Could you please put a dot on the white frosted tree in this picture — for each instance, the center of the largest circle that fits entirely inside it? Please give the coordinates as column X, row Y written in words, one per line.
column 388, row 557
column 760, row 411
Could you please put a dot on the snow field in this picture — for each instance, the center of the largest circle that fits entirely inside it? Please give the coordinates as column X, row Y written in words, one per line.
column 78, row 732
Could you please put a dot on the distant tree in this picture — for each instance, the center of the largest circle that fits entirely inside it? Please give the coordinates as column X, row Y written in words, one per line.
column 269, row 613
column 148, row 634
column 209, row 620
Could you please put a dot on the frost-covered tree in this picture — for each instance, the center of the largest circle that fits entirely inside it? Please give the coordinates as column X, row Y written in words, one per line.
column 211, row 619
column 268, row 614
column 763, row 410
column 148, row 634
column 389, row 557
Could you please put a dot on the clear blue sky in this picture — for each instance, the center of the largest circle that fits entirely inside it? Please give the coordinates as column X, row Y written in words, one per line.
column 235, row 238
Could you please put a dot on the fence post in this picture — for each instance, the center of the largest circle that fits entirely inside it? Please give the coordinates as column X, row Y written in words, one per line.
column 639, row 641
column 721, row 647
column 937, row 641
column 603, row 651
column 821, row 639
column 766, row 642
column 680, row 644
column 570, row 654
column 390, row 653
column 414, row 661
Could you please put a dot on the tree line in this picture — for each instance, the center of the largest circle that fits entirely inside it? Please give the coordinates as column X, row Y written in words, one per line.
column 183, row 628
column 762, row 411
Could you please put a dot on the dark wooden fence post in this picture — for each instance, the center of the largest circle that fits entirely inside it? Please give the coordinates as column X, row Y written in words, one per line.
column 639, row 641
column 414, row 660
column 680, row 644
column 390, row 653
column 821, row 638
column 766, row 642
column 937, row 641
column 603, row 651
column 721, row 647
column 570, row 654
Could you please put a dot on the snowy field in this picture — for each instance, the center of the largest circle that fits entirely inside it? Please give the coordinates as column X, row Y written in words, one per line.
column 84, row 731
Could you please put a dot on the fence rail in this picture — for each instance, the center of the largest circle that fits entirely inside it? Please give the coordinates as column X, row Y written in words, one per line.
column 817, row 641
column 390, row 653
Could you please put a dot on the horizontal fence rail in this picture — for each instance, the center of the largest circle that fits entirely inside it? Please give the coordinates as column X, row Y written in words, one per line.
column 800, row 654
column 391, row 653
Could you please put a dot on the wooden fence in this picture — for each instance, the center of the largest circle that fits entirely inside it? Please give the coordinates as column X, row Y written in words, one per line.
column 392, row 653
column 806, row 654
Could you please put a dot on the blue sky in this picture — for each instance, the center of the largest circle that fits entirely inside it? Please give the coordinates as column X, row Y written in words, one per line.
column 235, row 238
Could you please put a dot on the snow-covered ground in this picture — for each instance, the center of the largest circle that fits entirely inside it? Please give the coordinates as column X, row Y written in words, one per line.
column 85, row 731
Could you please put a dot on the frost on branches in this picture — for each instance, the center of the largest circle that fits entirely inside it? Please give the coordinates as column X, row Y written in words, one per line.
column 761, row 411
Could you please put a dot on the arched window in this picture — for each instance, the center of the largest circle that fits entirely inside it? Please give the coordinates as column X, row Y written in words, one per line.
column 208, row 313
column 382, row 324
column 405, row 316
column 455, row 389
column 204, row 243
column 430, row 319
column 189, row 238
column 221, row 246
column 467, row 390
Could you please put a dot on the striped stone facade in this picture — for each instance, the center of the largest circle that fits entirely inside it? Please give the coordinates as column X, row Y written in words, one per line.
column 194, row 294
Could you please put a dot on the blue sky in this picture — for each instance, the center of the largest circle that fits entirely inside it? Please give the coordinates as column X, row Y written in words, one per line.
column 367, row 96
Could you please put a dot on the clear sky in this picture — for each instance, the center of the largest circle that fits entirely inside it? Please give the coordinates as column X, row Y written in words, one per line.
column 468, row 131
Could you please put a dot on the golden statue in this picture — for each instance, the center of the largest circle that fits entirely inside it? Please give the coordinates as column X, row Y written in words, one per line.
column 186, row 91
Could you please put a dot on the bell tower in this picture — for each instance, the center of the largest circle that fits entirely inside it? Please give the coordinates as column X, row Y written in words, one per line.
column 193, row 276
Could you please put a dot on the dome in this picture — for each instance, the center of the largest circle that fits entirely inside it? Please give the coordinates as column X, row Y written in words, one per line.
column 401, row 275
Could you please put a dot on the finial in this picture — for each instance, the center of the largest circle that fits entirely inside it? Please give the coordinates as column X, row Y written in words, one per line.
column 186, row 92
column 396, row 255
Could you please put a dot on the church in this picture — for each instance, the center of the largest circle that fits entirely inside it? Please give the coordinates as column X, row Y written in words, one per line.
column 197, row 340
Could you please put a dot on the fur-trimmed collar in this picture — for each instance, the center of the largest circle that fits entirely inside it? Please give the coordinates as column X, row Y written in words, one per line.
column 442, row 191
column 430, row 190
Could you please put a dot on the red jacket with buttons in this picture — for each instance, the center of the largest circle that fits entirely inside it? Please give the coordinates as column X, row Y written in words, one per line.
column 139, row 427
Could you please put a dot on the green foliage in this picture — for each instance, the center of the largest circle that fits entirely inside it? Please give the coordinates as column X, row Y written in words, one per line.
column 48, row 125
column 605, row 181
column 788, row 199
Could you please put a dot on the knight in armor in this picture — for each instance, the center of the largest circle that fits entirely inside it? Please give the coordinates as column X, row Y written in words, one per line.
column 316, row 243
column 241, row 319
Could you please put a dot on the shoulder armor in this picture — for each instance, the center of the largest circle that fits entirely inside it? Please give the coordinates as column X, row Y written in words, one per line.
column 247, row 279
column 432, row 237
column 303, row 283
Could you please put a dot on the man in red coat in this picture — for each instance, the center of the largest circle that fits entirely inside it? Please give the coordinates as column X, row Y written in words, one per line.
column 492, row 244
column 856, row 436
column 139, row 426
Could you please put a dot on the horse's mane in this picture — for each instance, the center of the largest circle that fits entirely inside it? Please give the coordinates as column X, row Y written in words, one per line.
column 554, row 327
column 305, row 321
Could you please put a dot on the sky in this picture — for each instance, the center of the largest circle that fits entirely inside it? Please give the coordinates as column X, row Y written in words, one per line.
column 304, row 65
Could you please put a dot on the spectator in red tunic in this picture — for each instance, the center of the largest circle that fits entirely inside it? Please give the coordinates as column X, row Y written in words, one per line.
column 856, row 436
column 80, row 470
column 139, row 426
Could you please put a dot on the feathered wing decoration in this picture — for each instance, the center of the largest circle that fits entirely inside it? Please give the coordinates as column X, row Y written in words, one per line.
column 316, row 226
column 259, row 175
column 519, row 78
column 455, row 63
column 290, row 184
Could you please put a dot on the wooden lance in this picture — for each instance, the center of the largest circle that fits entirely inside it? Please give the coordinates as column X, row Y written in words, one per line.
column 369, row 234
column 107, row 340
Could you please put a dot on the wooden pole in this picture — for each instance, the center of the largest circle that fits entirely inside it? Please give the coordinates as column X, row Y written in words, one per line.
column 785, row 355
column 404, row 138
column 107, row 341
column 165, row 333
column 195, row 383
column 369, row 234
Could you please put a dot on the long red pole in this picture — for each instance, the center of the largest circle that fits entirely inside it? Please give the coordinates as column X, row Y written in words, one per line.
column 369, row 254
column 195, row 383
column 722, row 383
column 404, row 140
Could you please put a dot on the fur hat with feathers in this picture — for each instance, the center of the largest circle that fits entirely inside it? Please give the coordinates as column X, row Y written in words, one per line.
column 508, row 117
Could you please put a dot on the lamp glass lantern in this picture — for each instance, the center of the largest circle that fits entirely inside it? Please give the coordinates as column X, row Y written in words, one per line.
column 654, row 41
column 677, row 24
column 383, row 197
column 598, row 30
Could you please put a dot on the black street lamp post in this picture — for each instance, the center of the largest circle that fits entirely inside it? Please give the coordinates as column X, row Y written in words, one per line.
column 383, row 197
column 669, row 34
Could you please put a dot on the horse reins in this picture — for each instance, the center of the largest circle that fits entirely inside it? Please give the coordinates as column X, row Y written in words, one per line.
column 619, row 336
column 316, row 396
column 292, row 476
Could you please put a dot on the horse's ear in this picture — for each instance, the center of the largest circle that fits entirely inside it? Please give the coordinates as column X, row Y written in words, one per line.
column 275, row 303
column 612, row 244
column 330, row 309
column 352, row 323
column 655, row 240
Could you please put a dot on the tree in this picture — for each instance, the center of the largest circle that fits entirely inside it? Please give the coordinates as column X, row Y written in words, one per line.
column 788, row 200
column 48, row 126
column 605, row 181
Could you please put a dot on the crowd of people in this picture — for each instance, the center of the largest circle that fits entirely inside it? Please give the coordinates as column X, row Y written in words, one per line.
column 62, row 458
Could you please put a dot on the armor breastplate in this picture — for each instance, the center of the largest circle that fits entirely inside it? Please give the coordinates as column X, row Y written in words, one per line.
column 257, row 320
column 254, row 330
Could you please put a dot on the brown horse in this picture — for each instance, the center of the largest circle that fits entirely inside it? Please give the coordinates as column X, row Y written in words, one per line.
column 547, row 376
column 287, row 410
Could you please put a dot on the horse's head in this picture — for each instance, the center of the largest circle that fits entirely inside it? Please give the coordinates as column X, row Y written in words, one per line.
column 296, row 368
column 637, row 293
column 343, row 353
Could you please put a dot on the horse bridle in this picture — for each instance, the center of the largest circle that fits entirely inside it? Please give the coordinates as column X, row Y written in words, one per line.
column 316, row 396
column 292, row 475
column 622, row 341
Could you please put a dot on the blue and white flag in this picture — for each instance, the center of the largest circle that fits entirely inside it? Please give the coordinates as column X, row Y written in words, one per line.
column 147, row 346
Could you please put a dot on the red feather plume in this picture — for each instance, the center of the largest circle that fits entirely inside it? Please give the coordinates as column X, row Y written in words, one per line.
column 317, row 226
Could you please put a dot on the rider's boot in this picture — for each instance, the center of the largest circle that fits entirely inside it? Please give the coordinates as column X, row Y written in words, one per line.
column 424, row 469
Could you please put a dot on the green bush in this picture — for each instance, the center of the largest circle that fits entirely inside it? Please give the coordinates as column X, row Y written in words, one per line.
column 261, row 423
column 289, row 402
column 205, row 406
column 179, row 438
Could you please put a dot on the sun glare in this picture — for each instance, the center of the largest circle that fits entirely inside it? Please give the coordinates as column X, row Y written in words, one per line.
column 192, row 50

Task objective: Find the line that contains "Could you please put a dot on the horse's head" in the listing above. Retype it and every line after it up to the last, exactly, and nothing else.

Result for this exercise:
Could you please put a dot on the horse's head in this picture — for each instance, the center of the largest circle that fits entirely inside it? Please give the coordinates as column X, row Y written in words, one per line.
column 296, row 368
column 637, row 293
column 343, row 353
Could you please put a dot on the horse bridle in this picture — for each instance, the center of the largest circle that fits entirely inside it? Please give the coordinates as column X, row Y written in words, one per line.
column 316, row 396
column 292, row 475
column 622, row 341
Could you please put a dot on the blue and white flag in this picture — for each instance, the center of the largest circle that fits entirely inside it? Please give the coordinates as column X, row Y written in words, one per line.
column 147, row 346
Could you please put a dot on the red feather plume in this picture — for each instance, the center of the largest circle that fits entirely inside it? Please give the coordinates as column X, row Y written in words, one per line.
column 317, row 226
Could you please put a dot on the rider's boot in this picture — for each instance, the center of the largest circle that fits entirely inside it? Please give the coordinates as column X, row Y written in words, one per line.
column 424, row 469
Could you please put a dot on the green bush in this picture — for each instance, the center of the largest circle that fits entirely inside it? Please give the coordinates as column X, row Y written in words, one per line.
column 261, row 423
column 289, row 402
column 205, row 406
column 179, row 438
Could you please put a dot on the sun glare in this picture — for each instance, the center of the largest circle that fits entirely inside it? Please give the coordinates as column X, row Y written in words, one per line.
column 192, row 50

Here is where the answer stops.